__TO DO__:
Below is the author information for a paper on nonlatching positive feedback. List every distinct city named in its affiliations, each only once.

__PASSAGE SHOWN__:
- - -

Nonlatching positive feedback enables robust bimodality by decoupling expression noise from the mean.

Author information

1
Laboratory of Virology and Infectious Disease, The Rockefeller University, New York, New York, United States of America.
2
The Gladstone Institutes (Virology and Immunology), San Francisco, California, United States of America.
3
Biophysics Graduate Group, University of California, San Francisco, San Francisco, California, United Sates of America.
4
Center for Nanophase Materials Sciences, Oak Ridge National Laboratory, Oak Ridge, Tennessee, United States of America.
5
Bredesen Center for Interdisciplinary Research and Graduate Education, University of Tennessee, Knoxville, Tennessee, United States of America.
6
Theoretical Biology and Biophysics (T-6), Los Alamos National Laboratory, Los Alamos, New Mexico, United States of America.
7
Center for Nonlinear Studies (CNLS), Los Alamos National Laboratory, Los Alamos, New Mexico, United States of America.
8
Department of Biochemistry and Biophysics, University of California, San Francisco, San Francisco, California, United States of America.
9
QB3: California Institute of Quantitative Biosciences, University of California, San Francisco, San Francisco, California, United States of America.
10
Department of Pharmaceutical Chemistry University of California, San Francisco, San Francisco, California, United States of America.

- - -

__DATASET RECORDS__:

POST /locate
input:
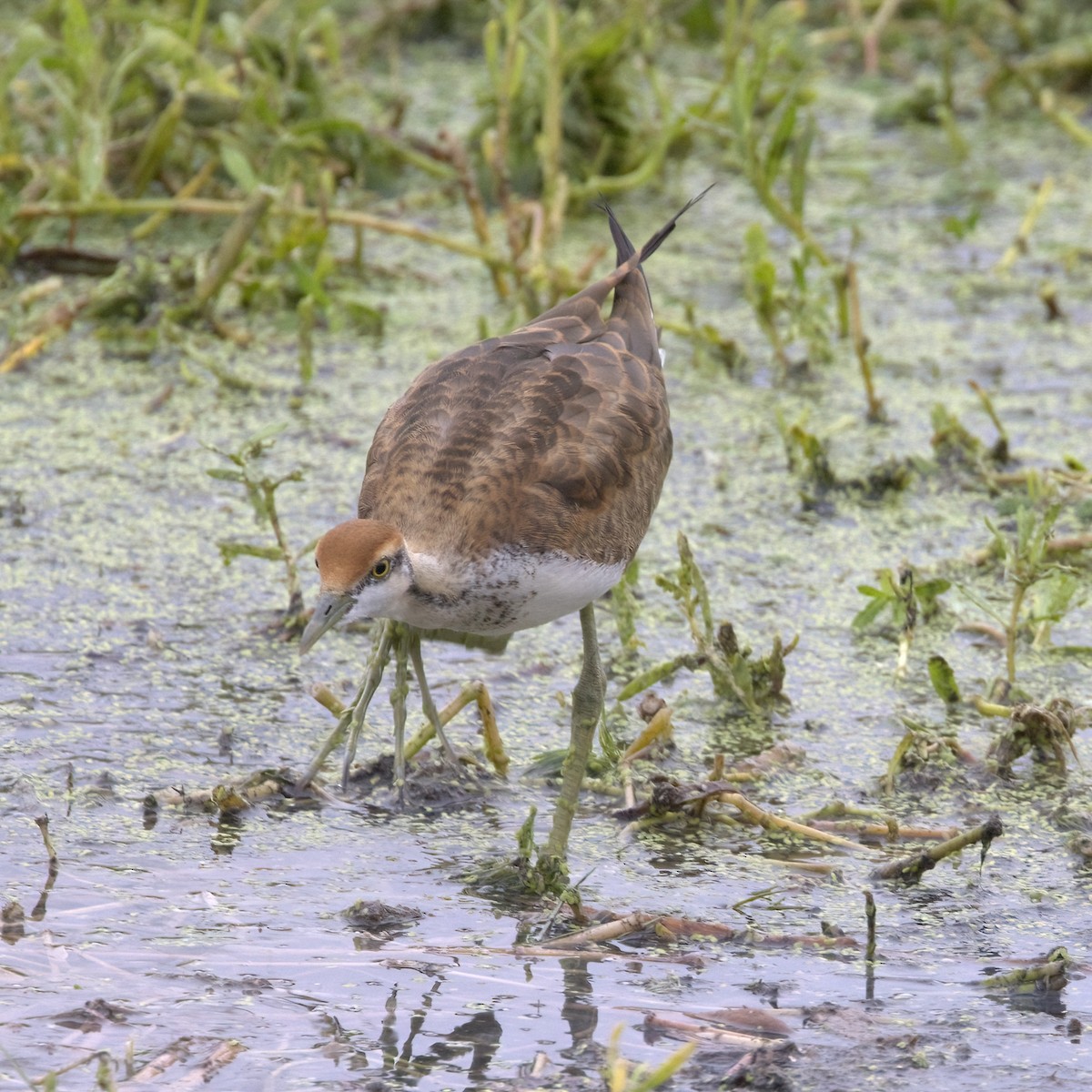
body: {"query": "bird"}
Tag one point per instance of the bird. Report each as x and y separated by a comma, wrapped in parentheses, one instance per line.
(509, 486)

- - -

__THE COMPLETED TASK__:
New York, San Francisco, Oak Ridge, Knoxville, Los Alamos